■ **PASSAGE**
☆ ☆ ☆ ☆
In such configurations, traditional air- or liquid-based cooling, or the addition of increasingly sophisticated cooling hardware, often proved insufficient, expensive, or impractical—especially in automotive, industrial, and infrastructure applications with stringent reliability and lifetime requirements. While advanced packaging shortened interconnect paths and reduced resistive losses, it also concentrated heat generation within smaller volumes, making thermal constraints more visible rather than eliminating them. “Teams now co‑simulate variability and reliability, electromigration, bias temperature instability, and time‑dependent dielectric breakdown, at the materials level alongside logic and layout,” says Suraj. As a result, thermal-aware system architecture and packaging design became indispensable in sustaining performance and reliability.

“Advanced packaging approaches such as 2.5D and 3D integration are largely driven by the need to minimise current paths and conduction losses by bringing power conversion closer to the load. However, they also make thermal challenges more visible rather than eliminating them,” says Dr Basu. Eventually, to enable the engineers to accurately predict and manage heat generation and dissipation, which is crucial for preventing component failure, optimizing performance, and ensuring safety, Thermal modeling and co-simulation have now become integral to modern electronics design. 

Materials as a Design Constraint, Not a Specification

In 2025, materials in electronics moved beyond being passive specifications and emerged as hard design constraints shaping system architecture from the outset. Persistent supply-chain fragility, geopolitical uncertainty, tightening environmental regulations, and the escalating demands of AI, high-performance computing, and electrification collectively forced designers to treat material selection as a primary limiting factor influencing performance, reliability, and manufacturability.

Midway through the year, the surge in AI, HPC, and electrified platforms imposed unprecedented thermal and electrical stress on electronic systems. Materials able to withstand high power density, heat, and long lifetimes became critical design constraints, shaping device selection, power architecture, and packaging. As advanced nodes and 2.5D/3D integration pushed miniaturisation to its limits, thermal conductivity, mechanical strength, and interconnect reliability emerged as central concerns.

By late 2025, regulatory pressures further reshaped material decisions. Stricter sustainability and environmental compliance requirements, including tighter enforcement of RoHS and REACH norms, transformed lead-free, recyclable, and low-emission materials from preferences into mandatory design conditions. While breakthroughs in advanced materials and AI-driven material informatics offered new optimisation pathways, they also demanded deeper material awareness from system designers.

“We are reaching a point where clever system-level design alone is not sufficient. Addressing today’s power and thermal challenges increasingly requires improvements at the material and device level,” says Dr Basu.
☆ ☆ ☆ ☆
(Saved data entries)

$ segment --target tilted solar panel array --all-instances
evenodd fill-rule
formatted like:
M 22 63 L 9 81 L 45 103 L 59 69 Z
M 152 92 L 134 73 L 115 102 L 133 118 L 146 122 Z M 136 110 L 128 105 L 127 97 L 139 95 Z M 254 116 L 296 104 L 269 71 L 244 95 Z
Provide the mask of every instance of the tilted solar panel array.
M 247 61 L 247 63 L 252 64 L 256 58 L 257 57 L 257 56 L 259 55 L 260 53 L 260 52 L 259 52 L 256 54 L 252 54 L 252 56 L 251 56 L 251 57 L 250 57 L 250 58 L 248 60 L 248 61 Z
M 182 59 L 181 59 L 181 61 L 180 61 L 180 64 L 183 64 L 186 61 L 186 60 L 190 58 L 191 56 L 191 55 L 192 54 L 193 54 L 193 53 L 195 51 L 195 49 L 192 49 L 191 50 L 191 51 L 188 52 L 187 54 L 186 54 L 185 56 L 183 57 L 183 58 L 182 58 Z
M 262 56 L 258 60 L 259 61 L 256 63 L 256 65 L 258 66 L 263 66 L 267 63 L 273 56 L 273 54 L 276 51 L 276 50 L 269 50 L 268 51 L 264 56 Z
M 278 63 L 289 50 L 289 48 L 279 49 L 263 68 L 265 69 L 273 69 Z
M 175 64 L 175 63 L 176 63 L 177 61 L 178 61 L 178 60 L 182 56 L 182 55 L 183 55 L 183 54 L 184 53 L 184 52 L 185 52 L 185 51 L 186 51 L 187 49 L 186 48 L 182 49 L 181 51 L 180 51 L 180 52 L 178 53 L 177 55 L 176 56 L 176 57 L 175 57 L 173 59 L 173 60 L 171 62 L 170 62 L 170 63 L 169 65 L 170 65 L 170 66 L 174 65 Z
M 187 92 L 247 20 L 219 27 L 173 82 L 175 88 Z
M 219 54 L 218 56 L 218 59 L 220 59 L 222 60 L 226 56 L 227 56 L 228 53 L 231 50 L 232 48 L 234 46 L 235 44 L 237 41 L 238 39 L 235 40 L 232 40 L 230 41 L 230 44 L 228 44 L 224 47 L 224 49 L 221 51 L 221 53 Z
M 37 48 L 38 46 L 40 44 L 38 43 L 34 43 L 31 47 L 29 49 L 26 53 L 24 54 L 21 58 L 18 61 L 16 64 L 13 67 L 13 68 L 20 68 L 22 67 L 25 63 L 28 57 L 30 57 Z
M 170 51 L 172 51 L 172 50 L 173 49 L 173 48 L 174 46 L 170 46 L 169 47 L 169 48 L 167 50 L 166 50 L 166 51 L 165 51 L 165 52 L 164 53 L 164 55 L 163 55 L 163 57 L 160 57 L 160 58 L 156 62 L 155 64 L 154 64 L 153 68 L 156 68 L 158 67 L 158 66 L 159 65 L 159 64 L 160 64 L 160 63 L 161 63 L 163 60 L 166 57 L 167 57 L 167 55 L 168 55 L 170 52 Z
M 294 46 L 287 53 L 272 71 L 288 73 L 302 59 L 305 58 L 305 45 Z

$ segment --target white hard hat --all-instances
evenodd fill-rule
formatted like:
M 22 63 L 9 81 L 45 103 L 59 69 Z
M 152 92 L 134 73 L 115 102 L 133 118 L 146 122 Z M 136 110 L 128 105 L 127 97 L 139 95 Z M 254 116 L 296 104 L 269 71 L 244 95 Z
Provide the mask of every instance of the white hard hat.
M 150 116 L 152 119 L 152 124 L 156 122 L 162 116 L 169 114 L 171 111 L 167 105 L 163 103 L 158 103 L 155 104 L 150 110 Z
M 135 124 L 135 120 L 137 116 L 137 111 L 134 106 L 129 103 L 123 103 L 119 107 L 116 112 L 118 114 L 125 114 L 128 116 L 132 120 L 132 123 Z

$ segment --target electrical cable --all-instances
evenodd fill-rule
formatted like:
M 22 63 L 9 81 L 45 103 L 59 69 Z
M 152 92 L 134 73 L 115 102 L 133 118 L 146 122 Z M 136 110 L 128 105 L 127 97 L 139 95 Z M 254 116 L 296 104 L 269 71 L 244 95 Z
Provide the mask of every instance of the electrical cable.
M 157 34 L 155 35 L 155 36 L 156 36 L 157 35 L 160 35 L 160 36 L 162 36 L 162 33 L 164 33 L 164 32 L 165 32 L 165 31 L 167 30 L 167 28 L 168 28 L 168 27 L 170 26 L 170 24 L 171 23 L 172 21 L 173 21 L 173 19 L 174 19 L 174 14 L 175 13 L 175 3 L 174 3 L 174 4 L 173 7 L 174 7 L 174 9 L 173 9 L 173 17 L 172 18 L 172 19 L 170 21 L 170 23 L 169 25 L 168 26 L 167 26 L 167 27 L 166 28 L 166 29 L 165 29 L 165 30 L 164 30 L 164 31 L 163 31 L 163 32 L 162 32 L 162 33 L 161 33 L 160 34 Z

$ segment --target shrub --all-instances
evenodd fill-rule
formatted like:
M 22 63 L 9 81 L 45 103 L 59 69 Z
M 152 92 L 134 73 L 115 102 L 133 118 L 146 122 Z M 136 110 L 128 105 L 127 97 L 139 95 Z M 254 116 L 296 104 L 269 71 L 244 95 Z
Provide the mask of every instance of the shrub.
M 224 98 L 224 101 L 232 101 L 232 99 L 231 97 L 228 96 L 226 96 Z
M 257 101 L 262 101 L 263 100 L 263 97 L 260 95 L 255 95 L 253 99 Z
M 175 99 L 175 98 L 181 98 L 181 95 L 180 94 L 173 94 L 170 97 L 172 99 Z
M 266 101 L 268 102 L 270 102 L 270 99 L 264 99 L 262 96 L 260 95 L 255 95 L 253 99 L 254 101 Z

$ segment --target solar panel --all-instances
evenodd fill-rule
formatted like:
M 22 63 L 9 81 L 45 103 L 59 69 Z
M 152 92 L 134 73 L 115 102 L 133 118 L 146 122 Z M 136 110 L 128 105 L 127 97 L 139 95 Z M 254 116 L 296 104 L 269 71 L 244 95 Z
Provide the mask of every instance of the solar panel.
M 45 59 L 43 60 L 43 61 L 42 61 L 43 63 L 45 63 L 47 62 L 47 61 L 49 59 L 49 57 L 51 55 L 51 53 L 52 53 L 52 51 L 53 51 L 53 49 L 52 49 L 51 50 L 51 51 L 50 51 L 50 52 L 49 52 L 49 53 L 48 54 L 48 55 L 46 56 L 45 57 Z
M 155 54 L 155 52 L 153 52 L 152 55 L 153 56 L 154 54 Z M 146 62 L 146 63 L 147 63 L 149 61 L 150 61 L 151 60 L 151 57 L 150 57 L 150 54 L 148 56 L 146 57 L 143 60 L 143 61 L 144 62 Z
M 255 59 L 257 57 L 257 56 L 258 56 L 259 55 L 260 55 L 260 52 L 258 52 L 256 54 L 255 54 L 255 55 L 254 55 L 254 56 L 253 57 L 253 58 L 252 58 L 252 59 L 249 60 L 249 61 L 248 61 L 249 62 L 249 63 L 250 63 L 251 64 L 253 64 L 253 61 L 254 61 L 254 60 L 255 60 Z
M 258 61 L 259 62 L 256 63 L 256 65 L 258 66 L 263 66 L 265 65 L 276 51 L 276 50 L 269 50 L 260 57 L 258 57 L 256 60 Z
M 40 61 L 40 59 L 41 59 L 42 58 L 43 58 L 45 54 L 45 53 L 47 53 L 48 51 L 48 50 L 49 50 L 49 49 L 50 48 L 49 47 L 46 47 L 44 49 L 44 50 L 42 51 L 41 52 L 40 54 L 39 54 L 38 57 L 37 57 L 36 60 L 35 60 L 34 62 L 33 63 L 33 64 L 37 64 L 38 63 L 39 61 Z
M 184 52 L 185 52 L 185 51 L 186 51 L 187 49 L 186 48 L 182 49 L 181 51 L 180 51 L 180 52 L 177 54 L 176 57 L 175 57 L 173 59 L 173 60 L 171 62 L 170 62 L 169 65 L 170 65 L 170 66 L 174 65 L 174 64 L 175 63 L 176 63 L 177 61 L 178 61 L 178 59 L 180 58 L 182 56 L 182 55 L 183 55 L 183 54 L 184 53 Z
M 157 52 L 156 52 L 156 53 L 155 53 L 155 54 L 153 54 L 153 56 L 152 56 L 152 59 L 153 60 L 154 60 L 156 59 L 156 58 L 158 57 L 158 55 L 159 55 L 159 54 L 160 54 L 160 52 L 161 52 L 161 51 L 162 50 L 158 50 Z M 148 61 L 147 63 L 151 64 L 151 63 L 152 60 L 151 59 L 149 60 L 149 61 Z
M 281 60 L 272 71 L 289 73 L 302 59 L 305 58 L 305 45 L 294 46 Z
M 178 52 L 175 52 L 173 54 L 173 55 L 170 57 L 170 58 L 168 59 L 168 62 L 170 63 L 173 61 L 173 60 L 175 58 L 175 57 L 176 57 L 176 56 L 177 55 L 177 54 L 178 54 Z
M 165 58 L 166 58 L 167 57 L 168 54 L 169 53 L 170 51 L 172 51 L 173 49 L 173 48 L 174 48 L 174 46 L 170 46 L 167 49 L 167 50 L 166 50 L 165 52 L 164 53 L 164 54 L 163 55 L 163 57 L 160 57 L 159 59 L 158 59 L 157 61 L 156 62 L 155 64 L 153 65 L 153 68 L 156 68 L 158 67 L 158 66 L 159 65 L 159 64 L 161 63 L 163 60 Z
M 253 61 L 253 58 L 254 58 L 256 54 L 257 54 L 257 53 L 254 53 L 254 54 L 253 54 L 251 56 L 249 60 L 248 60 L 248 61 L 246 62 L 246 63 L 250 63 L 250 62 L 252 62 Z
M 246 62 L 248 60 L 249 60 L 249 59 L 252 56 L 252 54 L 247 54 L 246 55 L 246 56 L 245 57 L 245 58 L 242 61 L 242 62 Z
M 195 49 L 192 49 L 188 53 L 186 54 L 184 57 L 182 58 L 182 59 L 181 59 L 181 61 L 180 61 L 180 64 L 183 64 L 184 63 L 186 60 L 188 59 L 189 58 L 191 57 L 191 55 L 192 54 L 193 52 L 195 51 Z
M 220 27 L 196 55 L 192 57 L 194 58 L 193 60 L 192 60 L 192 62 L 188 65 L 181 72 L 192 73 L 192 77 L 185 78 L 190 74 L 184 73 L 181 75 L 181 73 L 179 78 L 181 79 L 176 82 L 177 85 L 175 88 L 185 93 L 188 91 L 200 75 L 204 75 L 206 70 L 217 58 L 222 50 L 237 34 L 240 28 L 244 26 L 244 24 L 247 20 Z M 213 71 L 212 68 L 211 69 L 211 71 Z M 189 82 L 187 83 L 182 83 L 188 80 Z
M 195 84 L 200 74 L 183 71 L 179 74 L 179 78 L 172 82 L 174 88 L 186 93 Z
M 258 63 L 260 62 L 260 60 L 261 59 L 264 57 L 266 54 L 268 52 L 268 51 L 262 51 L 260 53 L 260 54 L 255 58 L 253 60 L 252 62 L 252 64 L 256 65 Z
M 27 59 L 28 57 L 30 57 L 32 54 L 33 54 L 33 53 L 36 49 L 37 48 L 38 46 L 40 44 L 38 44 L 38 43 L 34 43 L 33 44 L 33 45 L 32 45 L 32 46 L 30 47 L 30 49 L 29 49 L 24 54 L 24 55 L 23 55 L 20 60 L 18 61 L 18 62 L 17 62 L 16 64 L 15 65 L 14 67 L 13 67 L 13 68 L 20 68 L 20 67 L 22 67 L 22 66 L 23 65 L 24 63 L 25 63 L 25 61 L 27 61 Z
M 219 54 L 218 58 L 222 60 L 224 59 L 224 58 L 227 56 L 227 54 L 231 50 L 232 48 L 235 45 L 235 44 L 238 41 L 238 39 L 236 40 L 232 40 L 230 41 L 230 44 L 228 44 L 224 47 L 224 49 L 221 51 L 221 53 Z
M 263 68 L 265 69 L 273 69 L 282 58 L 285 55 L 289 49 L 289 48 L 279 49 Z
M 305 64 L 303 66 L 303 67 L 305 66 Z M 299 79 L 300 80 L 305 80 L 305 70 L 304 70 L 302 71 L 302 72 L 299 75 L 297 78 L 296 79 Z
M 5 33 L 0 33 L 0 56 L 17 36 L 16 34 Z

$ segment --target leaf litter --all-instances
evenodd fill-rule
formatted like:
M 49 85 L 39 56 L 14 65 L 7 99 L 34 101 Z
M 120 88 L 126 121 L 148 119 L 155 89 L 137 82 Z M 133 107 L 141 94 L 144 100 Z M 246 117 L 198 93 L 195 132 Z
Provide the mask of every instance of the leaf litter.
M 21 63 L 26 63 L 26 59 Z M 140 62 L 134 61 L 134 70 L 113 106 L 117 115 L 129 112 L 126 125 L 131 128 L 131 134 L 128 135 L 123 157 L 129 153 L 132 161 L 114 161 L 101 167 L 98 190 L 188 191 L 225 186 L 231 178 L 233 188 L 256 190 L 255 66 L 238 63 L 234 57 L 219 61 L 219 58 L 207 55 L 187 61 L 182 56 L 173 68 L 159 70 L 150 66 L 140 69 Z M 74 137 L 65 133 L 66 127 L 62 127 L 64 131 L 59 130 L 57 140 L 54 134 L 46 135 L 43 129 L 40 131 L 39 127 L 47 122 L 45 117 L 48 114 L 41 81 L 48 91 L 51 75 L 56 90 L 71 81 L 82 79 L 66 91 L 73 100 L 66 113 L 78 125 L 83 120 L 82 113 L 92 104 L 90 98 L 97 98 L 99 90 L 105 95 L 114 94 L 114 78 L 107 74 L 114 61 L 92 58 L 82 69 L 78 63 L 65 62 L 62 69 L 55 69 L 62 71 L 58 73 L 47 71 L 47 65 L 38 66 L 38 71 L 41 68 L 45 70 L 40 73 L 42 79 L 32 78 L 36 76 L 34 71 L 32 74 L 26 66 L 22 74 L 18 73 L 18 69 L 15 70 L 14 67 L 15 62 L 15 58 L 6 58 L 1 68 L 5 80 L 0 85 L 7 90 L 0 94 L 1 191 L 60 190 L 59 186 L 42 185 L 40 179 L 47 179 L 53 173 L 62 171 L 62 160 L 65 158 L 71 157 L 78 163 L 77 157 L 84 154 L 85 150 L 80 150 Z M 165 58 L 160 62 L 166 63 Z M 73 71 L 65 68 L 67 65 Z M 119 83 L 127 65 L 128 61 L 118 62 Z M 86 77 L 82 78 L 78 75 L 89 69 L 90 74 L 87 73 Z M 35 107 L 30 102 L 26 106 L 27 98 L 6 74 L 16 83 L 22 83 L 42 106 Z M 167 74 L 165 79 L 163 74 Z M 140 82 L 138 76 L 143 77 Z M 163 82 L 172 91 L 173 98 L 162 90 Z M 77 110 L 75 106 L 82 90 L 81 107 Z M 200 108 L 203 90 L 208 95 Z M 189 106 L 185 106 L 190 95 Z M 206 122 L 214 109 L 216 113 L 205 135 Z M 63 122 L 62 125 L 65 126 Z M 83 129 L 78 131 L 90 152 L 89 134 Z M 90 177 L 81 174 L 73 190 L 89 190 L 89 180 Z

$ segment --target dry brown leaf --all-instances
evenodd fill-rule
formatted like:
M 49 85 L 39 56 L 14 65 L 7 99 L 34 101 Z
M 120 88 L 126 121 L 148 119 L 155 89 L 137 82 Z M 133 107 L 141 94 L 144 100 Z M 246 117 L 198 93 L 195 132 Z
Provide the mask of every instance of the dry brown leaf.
☆ ☆ ☆ ☆
■ **TASK SET**
**A.** Which application areas does the passage on thermal and material constraints in electronics design name as having stringent reliability and lifetime requirements?
**B.** Render the saved data entries as a JSON list of strings, one string per line and with blank lines omitted, starting at the first line of the entries and ending at the line that contains "M 262 56 L 258".

■ **THE SOLUTIONS**
**A.** Automotive, industrial, and infrastructure.

**B.**
[
  "$ segment --target tilted solar panel array --all-instances",
  "evenodd fill-rule",
  "formatted like:",
  "M 22 63 L 9 81 L 45 103 L 59 69 Z",
  "M 152 92 L 134 73 L 115 102 L 133 118 L 146 122 Z M 136 110 L 128 105 L 127 97 L 139 95 Z M 254 116 L 296 104 L 269 71 L 244 95 Z",
  "Provide the mask of every instance of the tilted solar panel array.",
  "M 247 61 L 247 63 L 252 64 L 256 58 L 257 57 L 257 56 L 259 55 L 260 53 L 260 52 L 259 52 L 256 54 L 252 54 L 252 56 L 251 56 L 251 57 L 250 57 L 250 58 L 248 60 L 248 61 Z",
  "M 182 59 L 181 59 L 181 61 L 180 61 L 180 64 L 183 64 L 186 61 L 186 60 L 190 58 L 191 56 L 191 55 L 192 54 L 193 54 L 193 53 L 195 51 L 195 49 L 192 49 L 191 50 L 191 51 L 188 52 L 187 54 L 186 54 L 185 56 L 183 57 L 183 58 L 182 58 Z",
  "M 262 56 L 258 60 L 259 61 L 256 63 L 256 65 L 258 66 L 263 66 L 267 63 L 273 56 L 273 54 L 276 51 L 276 50 L 269 50 L 268 51 L 264 56 Z"
]